Pictures aside, copy every record word for word.

Start of Material provided

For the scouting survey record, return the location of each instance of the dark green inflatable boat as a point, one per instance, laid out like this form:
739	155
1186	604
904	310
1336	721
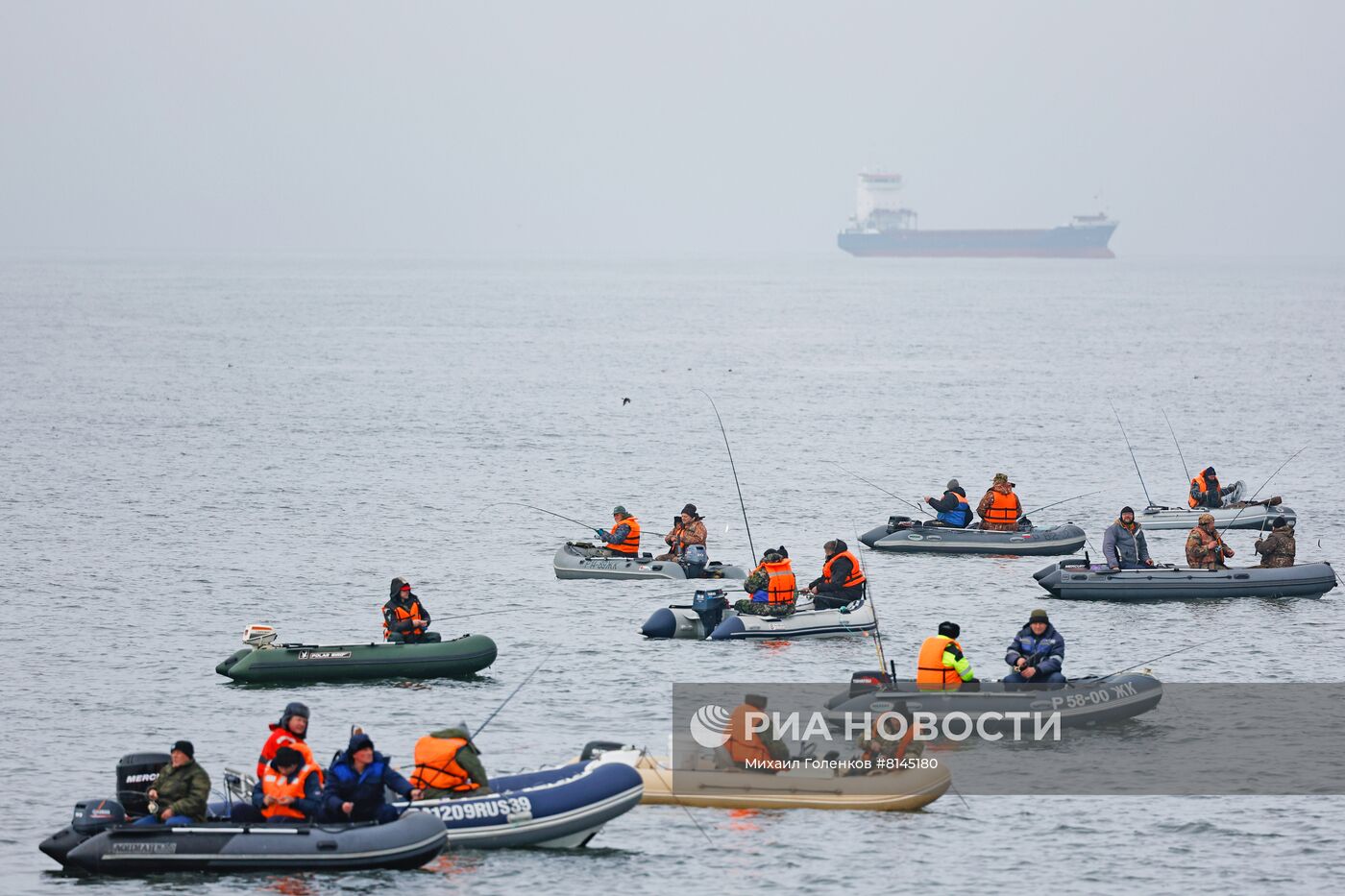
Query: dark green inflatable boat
285	664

End of Material provided

Solution:
For the scouting survey record, return the location of each instance of the dark green inflatable boat as a point, one per instance, laid out like this form:
739	155
1186	604
904	310
1336	721
Query: dark green inflatable boat
285	664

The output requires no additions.